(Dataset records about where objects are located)
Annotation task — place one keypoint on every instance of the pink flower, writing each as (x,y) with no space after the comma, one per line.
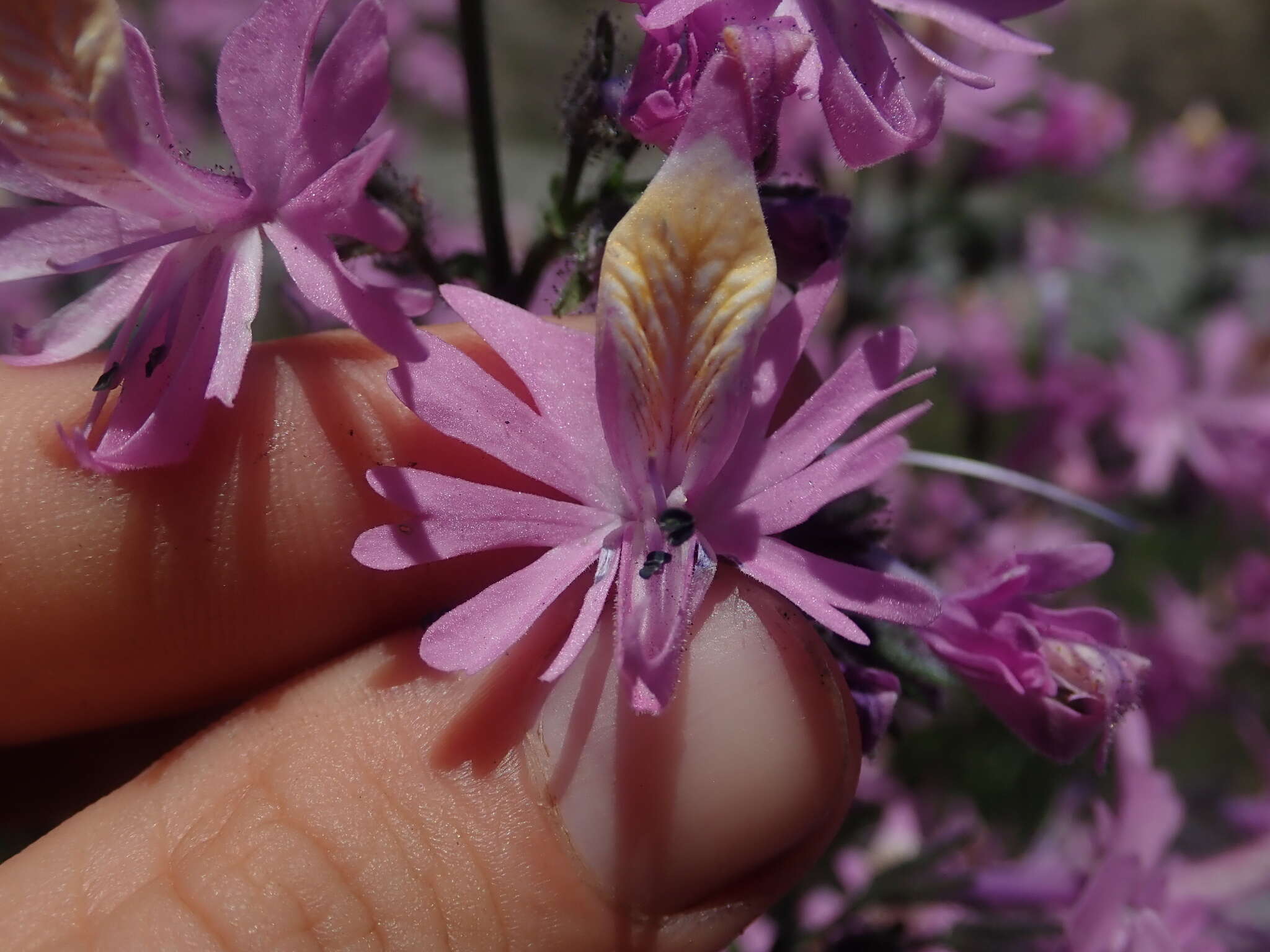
(980,340)
(1059,678)
(1198,161)
(1140,895)
(1215,416)
(881,88)
(660,93)
(190,242)
(1075,127)
(653,438)
(1186,654)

→ **Short exercise**
Copy the rows above word for word, without the pictures.

→ **The solution**
Annotation task — place one keypoint on every instance of the pink flower, writing each as (x,y) with no space after the comma, one per line.
(980,340)
(1059,678)
(1198,161)
(1140,895)
(1215,416)
(881,88)
(660,93)
(190,242)
(1075,127)
(653,438)
(1186,654)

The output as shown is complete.